» **Task description**:
The result should be every line in the data below that carries the string "sofa".

(Point-per-instance localization data)

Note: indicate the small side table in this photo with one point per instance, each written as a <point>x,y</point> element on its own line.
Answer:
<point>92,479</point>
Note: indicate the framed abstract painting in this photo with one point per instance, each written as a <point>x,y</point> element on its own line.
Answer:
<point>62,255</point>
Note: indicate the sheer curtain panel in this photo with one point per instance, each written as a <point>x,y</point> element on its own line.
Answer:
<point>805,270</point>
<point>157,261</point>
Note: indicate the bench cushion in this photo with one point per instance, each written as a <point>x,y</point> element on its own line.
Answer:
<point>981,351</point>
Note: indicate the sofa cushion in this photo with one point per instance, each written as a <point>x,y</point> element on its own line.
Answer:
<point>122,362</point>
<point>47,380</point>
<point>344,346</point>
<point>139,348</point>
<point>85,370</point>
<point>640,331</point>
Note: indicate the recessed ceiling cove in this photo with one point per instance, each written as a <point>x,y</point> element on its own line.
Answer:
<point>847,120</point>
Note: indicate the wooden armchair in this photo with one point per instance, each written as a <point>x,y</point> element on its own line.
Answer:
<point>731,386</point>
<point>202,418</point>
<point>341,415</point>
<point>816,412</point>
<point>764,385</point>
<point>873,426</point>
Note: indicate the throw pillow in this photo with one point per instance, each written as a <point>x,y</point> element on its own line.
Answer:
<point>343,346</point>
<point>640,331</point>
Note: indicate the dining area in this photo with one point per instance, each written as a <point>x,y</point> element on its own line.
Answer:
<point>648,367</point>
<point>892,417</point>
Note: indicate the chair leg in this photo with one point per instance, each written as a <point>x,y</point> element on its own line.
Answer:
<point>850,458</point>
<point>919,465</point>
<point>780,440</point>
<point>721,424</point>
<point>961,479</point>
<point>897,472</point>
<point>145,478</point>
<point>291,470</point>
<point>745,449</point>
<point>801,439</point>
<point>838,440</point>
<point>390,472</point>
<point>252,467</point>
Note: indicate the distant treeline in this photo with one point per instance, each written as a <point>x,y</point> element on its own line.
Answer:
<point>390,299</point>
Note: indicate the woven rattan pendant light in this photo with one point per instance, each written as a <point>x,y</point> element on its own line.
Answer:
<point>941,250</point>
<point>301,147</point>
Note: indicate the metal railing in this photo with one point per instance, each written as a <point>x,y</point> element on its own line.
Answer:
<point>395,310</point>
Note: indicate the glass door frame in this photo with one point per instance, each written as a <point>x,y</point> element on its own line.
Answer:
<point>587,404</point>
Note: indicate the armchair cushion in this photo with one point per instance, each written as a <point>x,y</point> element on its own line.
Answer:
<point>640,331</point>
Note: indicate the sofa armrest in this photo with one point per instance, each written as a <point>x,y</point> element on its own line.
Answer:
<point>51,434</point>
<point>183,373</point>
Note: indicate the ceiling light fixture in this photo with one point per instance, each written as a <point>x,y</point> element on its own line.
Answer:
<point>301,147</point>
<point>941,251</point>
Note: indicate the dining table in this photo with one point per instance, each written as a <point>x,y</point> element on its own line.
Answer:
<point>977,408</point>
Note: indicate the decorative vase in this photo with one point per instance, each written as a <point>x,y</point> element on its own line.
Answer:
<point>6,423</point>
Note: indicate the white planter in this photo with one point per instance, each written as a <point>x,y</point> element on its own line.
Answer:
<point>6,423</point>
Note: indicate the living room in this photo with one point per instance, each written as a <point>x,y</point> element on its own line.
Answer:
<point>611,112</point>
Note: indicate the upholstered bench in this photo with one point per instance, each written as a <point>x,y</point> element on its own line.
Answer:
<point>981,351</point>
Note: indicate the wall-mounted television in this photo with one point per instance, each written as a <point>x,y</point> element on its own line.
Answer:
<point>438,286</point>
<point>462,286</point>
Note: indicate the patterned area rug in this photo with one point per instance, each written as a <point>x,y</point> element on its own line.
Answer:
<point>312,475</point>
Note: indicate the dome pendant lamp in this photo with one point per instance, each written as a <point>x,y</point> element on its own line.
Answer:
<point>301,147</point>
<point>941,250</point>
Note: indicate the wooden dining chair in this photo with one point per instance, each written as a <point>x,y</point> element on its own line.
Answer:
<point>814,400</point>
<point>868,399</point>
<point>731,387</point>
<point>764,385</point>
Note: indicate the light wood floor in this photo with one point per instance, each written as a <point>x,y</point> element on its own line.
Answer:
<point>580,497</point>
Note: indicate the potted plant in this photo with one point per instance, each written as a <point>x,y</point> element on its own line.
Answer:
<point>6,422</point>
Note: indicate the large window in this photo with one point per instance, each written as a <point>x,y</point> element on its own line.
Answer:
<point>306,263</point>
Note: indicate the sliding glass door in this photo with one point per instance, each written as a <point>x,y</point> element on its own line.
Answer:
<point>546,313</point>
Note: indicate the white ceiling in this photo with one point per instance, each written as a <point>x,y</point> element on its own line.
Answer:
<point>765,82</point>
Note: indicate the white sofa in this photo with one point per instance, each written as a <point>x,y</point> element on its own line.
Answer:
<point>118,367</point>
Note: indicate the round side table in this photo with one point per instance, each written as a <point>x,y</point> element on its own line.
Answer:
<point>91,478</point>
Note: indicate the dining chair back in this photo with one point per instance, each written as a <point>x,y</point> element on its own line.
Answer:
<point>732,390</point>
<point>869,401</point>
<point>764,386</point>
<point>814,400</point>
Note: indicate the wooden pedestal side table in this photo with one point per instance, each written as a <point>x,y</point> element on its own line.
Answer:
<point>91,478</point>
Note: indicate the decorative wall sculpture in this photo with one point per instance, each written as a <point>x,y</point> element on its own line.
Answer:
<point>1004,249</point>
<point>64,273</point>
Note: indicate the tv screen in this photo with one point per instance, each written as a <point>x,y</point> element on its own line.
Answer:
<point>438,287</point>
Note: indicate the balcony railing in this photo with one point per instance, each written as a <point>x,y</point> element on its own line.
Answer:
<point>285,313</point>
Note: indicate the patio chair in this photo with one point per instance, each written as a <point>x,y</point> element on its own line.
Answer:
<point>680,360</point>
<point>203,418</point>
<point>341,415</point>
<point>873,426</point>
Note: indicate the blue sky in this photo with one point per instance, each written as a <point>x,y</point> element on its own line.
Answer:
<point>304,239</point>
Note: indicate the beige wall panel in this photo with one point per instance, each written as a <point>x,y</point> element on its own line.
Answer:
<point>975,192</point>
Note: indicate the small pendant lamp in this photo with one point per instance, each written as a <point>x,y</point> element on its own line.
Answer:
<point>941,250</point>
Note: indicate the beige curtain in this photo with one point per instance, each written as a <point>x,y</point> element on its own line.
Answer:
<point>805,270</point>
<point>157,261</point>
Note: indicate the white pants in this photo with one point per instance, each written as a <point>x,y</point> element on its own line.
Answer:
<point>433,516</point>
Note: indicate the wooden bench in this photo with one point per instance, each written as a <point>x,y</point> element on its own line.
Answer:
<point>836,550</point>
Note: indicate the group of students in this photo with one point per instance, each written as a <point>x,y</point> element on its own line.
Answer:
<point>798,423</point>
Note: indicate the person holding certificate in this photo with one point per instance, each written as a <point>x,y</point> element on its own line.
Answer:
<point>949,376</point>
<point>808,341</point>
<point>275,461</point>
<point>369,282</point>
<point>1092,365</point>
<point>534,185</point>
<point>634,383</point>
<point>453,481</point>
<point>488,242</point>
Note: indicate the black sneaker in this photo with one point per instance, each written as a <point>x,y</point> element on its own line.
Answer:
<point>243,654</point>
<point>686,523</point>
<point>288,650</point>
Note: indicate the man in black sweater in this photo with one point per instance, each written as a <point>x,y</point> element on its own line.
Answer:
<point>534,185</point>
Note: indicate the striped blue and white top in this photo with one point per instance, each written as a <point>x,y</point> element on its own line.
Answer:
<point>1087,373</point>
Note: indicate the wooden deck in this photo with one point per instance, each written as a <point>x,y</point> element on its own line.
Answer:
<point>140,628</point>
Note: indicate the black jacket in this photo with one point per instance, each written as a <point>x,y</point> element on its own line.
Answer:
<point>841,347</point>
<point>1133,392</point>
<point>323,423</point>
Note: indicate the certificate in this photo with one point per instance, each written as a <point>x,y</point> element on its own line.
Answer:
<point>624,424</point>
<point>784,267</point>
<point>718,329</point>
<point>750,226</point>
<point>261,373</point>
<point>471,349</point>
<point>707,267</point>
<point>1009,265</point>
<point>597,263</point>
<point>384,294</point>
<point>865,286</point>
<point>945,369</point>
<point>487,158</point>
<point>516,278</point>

» **Problem solution**:
Note: indicate the sofa cushion in this photo with one point per instance, each written as a <point>x,y</point> element on its own line.
Note: indicate the sofa armrest in this photo with one point per instance, each written as a <point>x,y</point> element on its own line.
Note: indicate the white sofa in this photo with one point per instance, each written as a <point>x,y</point> element on its own line.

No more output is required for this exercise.